EXTRACTED DATA:
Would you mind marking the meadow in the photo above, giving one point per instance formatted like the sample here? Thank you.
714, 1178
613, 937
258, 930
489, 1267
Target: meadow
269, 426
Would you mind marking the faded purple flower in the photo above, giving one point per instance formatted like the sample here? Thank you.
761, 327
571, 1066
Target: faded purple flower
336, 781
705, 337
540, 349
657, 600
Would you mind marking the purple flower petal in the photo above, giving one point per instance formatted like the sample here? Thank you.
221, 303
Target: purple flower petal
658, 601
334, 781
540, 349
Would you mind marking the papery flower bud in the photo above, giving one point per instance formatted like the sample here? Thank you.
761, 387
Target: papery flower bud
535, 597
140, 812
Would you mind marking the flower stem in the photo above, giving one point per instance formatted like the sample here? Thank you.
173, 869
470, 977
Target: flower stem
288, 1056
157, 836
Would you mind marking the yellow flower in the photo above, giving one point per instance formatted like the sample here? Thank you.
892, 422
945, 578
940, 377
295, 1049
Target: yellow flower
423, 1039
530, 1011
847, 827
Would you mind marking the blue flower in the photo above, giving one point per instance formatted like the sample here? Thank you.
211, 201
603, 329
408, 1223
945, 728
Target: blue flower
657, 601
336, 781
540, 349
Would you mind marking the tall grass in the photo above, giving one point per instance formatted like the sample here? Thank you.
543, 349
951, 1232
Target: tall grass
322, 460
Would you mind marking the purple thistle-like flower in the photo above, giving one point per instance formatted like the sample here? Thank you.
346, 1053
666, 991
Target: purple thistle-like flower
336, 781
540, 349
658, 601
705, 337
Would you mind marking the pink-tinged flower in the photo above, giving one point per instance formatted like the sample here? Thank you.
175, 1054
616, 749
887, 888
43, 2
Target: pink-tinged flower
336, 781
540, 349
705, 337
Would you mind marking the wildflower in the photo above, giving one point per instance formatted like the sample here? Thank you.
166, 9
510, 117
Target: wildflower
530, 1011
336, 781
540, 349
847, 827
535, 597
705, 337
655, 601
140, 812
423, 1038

WRITTEN PROBLEM: Copy out all of the records above word for word, changing nothing and leaving nothing out.

OUTPUT:
Would you mind marking the meadow in the photo above, giving one point per instance formatted like the sample here? Thank you.
714, 1178
613, 937
258, 930
489, 1267
Target: meadow
269, 426
Would you mind marking the faded purple flower in the photo above, giving one point per instance formatted like the sample here? Thank you.
761, 327
571, 1066
Target: faded purple flower
336, 781
705, 337
540, 349
657, 600
Would you mind marking the purple flower petal in the photo above, giving one point per instance formatted like the sample here? Thank you.
221, 303
Target: purple flower petal
658, 601
334, 781
540, 349
Would you mind marking the papery flower bud in the photo above, giving one point per instance formatted like the sample here? Thank you.
761, 387
Target: papery flower bud
535, 597
140, 812
Would you mind marking the flower stem in the photo above, giving one point per instance formatted like the sample here? Thank you.
173, 869
470, 977
Target: flower stem
288, 1056
157, 836
Would you mind marking the yellow flower in the photo above, giving one point per instance formatted like the sample here? Thank you.
892, 422
945, 578
940, 377
295, 1049
Target: yellow flower
423, 1039
530, 1011
847, 827
Would you mind marking the blue flower in the photo above, giving one point per instance formatted like the sample here? Thank you.
211, 201
603, 329
408, 1223
945, 728
Target: blue flower
657, 601
336, 781
540, 349
Would you mind marking the tall grass in the photo above, giving one point per instance formatted like the sample here? Thank you.
543, 349
951, 1232
Target: tall grass
322, 460
Would you mind marking the purple thistle-like flower in the photo above, giving one point per instance formatted like the sample here? Thank you.
346, 1053
666, 991
Target: purple thistle-like flower
336, 781
540, 349
658, 601
705, 337
Would you mind marking the pink-tinged flower in the photo above, giving one point per instance formatted like the sample here? Thank you.
175, 1054
616, 749
887, 888
43, 2
Target: pink-tinged flower
336, 781
540, 349
705, 337
Would you mind marking the wildflower in the photo above, giving one point per instance formatted like the sample here? Thank you.
166, 9
510, 117
Target: wildflower
530, 1011
336, 781
540, 349
847, 827
535, 597
705, 337
655, 601
140, 812
423, 1038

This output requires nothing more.